Labeled area outline entries
>> BEGIN
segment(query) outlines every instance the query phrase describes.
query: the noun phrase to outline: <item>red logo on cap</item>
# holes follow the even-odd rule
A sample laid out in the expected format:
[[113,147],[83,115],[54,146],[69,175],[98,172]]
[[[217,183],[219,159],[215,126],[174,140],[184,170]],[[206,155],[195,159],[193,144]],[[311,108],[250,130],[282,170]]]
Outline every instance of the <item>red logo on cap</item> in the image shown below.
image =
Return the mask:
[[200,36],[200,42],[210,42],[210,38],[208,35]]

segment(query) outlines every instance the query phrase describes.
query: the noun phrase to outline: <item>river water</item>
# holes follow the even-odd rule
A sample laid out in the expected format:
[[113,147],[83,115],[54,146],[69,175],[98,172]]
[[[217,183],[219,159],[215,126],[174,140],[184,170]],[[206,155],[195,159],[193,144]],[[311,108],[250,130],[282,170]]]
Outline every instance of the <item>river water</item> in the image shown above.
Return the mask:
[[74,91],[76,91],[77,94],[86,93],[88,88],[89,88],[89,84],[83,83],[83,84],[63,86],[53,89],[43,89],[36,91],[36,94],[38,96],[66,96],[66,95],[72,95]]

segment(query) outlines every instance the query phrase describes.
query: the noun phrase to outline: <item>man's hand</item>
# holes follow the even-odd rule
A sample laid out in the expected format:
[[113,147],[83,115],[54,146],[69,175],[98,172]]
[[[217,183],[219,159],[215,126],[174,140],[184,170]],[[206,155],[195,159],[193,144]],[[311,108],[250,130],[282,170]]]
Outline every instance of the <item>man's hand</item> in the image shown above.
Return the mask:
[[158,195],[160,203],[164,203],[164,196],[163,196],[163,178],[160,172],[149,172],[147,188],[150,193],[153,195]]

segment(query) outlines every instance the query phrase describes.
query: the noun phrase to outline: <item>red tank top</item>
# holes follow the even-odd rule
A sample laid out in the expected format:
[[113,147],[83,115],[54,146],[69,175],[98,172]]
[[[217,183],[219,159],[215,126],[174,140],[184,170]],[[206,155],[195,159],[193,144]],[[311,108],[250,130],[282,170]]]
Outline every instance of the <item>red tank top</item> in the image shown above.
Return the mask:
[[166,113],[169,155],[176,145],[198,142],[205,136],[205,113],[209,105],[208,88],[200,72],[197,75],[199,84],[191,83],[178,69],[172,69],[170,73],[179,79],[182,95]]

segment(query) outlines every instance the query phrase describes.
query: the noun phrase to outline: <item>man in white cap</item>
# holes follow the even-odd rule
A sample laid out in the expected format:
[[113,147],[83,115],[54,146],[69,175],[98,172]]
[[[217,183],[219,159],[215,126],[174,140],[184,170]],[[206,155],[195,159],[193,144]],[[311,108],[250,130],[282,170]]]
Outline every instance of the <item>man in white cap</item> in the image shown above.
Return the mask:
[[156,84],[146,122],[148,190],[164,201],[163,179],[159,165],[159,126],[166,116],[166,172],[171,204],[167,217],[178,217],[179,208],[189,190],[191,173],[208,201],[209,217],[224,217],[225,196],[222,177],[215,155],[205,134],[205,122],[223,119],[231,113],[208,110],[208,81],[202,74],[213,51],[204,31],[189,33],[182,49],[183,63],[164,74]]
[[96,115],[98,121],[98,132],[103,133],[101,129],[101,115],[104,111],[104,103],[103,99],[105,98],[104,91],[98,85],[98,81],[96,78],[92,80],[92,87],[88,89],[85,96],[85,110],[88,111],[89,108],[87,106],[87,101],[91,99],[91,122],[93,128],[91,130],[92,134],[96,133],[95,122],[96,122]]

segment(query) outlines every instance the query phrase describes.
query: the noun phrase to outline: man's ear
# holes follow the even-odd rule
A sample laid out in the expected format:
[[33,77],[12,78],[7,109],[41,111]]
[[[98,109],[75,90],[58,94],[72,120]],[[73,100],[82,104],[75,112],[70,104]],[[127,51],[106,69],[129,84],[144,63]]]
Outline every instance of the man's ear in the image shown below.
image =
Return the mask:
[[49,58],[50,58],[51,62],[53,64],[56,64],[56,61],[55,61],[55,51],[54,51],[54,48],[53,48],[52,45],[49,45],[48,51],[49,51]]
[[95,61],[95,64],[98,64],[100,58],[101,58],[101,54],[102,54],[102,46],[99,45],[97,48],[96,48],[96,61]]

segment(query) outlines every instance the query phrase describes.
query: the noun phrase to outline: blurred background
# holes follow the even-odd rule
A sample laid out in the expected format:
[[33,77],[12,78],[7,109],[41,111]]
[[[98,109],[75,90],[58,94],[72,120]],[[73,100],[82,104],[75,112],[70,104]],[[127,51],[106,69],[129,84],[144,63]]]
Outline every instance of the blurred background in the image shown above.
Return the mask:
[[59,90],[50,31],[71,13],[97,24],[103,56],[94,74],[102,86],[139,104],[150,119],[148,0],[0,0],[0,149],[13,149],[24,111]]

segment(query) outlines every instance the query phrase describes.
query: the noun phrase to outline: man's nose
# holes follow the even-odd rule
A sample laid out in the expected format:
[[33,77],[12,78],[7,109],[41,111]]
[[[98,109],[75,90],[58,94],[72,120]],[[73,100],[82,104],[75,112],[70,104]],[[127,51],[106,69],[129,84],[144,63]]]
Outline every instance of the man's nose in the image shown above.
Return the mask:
>> END
Copy every line in the rows above that contains the string "below".

In response:
Outline every instance of the <item>red logo on cap</item> in the image shown below.
Outline every instance of the man's ear in the image shown below.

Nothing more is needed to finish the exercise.